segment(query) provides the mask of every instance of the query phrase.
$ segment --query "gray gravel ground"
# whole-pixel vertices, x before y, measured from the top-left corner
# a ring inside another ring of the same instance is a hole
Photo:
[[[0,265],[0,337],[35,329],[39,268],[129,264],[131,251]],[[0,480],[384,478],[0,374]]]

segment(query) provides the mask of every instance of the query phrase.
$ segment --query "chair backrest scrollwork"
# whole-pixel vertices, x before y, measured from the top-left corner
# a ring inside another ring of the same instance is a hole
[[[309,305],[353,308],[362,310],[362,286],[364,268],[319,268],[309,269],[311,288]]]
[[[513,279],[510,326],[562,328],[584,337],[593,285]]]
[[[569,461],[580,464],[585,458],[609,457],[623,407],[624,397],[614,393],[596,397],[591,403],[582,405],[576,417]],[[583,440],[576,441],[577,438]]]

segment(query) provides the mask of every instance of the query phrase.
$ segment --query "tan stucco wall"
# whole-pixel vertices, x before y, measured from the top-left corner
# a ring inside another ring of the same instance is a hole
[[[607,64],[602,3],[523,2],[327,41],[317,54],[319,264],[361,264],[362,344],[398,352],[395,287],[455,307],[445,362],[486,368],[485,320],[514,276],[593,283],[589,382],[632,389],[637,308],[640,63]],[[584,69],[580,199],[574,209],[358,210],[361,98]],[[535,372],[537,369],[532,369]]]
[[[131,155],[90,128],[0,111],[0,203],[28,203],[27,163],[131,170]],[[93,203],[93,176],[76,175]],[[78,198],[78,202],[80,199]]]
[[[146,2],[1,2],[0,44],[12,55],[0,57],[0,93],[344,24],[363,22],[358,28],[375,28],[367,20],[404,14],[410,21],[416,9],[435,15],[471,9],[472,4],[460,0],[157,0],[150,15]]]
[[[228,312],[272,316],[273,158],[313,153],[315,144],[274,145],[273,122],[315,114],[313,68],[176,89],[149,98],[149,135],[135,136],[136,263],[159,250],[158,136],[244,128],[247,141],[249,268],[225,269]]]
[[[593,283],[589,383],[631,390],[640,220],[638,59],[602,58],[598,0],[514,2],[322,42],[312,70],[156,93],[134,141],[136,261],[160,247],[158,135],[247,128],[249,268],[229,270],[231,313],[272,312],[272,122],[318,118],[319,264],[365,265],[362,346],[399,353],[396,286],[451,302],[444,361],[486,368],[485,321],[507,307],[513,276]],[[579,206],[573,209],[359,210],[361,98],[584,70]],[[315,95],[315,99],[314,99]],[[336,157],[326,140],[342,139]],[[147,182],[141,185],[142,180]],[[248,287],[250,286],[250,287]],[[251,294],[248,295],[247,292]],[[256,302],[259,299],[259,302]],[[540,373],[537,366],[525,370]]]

========================

Problem to work on —
All of the entries above need to be set down again exactly.

Output —
segment(query) provides the mask of every instance of the query phrase.
$ segment --query "gray gravel ground"
# whole-pixel vertices, x before y, measured from the top-left corner
# a ring inside another ring of the same instance is a hole
Photo:
[[[0,265],[0,337],[35,329],[39,268],[129,264],[131,251]],[[0,480],[384,478],[0,374]]]

segment(query) provides the mask of every instance of the query phrase.
$ segment --query "chair backrest scrollwork"
# whole-pixel vertices, x before y, measured from the top-left corner
# a ring inside another ring of the same instance is a hole
[[[309,305],[353,308],[362,310],[362,286],[364,268],[319,268],[309,269],[311,288]]]
[[[513,279],[510,326],[562,328],[584,337],[593,285]]]
[[[569,461],[580,464],[585,458],[609,457],[623,407],[624,397],[614,393],[596,397],[591,403],[582,405],[576,417]],[[583,440],[576,441],[577,438]]]

segment(query) provides the mask of every instance of the query phrase.
$ segment --query "tan stucco wall"
# whole-pixel vertices, x before y, measured from the top-left corner
# a ring inside another ring of the same instance is a hole
[[[607,64],[602,3],[523,2],[327,41],[317,54],[319,264],[361,264],[362,344],[398,352],[395,287],[455,307],[445,362],[486,368],[485,320],[514,276],[593,283],[589,382],[632,389],[637,308],[640,63]],[[584,69],[580,199],[574,209],[358,210],[361,98]],[[535,372],[537,369],[532,369]]]
[[[131,155],[90,128],[0,111],[0,203],[28,203],[27,163],[131,170]],[[93,203],[93,176],[76,175]],[[78,198],[78,202],[80,199]]]
[[[146,2],[1,2],[0,44],[12,55],[0,57],[0,93],[344,24],[363,22],[358,28],[375,28],[367,20],[404,14],[410,21],[416,9],[435,15],[471,9],[472,4],[460,0],[157,0],[150,15]]]
[[[228,312],[272,316],[273,158],[313,153],[315,144],[274,145],[273,122],[315,114],[313,68],[176,89],[149,98],[149,135],[135,136],[136,263],[159,250],[158,136],[244,128],[247,141],[249,268],[225,269]]]
[[[593,283],[589,383],[631,390],[640,220],[638,59],[602,58],[598,0],[514,2],[322,42],[312,70],[156,93],[134,141],[136,261],[160,247],[158,135],[247,128],[249,268],[229,270],[231,313],[272,312],[272,122],[318,118],[319,264],[365,265],[362,346],[399,353],[396,286],[451,302],[444,361],[486,368],[485,321],[507,307],[513,276]],[[579,206],[573,209],[359,210],[361,98],[584,70]],[[315,95],[315,99],[314,99]],[[336,157],[326,140],[342,139]],[[147,182],[141,185],[142,180]],[[248,287],[250,286],[250,287]],[[251,294],[248,295],[247,292]],[[256,302],[259,299],[259,302]],[[540,373],[537,366],[525,370]]]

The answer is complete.